▼▼▼
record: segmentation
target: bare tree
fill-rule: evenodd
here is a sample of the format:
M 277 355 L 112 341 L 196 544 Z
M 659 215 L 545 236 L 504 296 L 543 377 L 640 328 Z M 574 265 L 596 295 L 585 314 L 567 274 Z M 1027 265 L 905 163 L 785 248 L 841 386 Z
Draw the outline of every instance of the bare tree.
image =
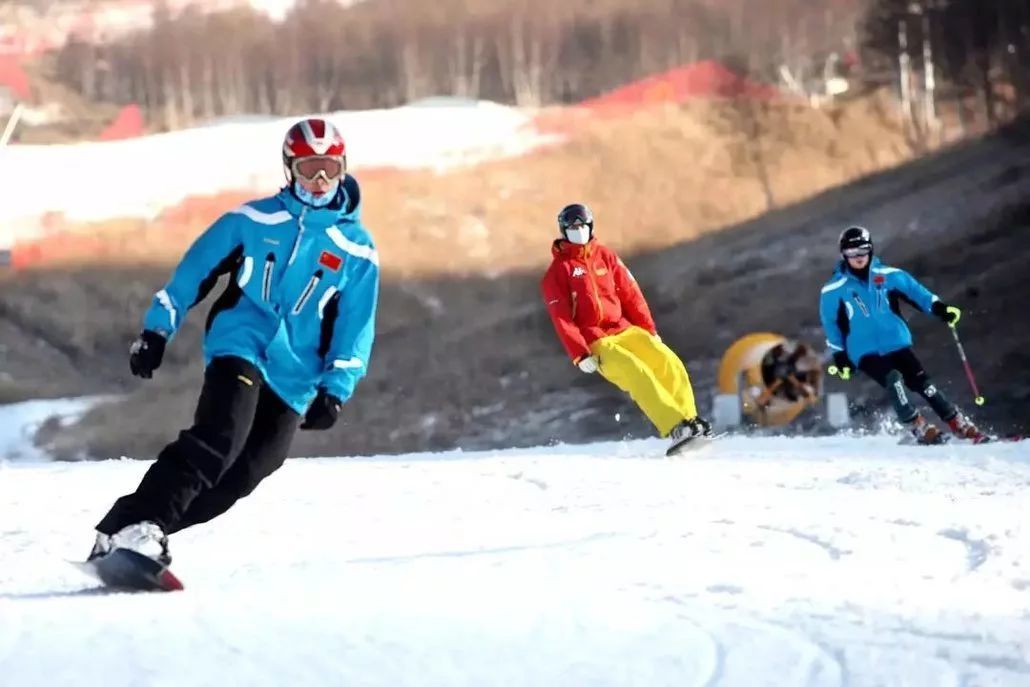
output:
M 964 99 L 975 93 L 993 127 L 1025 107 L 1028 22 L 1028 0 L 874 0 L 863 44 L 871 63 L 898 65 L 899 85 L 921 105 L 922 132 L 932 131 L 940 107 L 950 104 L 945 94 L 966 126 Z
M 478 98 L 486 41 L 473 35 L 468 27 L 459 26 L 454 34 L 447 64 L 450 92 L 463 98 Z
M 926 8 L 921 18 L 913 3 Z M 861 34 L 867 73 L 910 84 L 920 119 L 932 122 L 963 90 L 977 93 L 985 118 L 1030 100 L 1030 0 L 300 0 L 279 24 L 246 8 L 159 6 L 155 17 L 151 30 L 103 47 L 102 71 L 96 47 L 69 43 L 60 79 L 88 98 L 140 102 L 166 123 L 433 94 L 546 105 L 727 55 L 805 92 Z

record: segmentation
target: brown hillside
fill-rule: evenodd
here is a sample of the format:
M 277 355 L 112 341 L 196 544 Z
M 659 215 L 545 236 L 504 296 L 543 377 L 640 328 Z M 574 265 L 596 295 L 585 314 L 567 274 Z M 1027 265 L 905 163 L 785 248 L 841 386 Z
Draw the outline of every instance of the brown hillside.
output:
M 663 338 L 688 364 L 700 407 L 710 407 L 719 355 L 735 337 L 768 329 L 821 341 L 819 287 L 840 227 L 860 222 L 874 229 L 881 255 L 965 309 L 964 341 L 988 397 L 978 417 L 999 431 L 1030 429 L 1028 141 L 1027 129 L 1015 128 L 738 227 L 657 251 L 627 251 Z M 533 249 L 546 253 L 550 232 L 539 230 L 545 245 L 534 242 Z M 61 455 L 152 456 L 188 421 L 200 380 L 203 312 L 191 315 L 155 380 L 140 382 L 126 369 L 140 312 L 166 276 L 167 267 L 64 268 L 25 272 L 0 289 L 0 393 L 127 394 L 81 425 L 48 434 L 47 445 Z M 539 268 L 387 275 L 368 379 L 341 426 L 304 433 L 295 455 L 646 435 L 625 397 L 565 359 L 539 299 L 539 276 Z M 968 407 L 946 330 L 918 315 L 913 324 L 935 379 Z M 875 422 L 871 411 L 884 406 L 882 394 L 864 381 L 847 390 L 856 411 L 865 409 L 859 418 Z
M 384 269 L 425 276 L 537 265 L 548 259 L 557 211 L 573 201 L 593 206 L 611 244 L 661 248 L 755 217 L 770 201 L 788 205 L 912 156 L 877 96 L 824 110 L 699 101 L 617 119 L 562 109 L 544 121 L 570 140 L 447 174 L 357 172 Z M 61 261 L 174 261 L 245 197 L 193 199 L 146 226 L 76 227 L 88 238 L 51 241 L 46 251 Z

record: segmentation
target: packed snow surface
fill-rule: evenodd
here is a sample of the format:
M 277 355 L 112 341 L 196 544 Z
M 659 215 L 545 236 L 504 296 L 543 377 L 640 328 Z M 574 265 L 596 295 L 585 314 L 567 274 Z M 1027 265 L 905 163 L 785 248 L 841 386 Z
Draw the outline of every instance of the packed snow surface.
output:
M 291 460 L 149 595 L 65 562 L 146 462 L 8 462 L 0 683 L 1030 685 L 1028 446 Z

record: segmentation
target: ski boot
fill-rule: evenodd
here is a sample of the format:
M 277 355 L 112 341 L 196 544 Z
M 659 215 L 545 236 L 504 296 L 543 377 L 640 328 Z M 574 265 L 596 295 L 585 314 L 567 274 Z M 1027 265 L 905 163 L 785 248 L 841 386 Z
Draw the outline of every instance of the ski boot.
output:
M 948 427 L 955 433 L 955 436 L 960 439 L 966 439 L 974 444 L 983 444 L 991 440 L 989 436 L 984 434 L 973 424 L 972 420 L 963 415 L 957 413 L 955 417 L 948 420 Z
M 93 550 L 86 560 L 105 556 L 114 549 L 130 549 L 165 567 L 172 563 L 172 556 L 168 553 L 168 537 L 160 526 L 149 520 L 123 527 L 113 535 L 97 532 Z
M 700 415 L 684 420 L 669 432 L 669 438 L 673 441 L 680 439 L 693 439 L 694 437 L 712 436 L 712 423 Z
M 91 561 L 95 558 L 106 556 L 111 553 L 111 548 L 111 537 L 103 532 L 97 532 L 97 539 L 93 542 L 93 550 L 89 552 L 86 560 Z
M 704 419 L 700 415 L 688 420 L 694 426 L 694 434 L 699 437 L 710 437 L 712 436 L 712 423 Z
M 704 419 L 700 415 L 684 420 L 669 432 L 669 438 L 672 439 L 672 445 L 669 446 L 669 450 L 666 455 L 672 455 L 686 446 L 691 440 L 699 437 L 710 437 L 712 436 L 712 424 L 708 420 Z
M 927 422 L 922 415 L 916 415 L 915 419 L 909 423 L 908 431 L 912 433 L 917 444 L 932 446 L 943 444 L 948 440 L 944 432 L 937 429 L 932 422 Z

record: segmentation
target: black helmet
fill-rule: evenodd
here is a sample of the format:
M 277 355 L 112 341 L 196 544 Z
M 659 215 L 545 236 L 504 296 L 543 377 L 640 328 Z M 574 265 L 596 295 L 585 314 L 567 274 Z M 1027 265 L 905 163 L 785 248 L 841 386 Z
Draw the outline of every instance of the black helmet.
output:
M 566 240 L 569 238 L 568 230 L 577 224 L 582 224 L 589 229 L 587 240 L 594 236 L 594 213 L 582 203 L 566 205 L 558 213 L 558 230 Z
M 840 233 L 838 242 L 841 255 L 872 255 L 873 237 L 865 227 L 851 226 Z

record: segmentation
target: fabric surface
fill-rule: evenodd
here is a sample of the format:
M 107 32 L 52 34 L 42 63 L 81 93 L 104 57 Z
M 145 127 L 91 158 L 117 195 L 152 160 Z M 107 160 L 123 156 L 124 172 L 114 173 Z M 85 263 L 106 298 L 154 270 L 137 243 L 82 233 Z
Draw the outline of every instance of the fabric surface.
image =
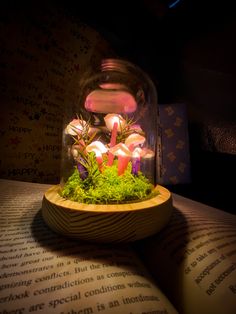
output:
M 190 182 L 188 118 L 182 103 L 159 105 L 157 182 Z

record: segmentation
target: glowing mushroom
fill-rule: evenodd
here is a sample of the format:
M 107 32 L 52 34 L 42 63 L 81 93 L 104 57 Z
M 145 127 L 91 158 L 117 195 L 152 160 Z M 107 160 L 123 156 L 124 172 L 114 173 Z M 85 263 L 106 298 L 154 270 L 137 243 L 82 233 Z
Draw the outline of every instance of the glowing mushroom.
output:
▲▲▲
Whenever a line in the material above holds the string "black", copy that line in full.

- Reply to the exercise -
target: black helmet
Draw the outline of every instance of the black helmet.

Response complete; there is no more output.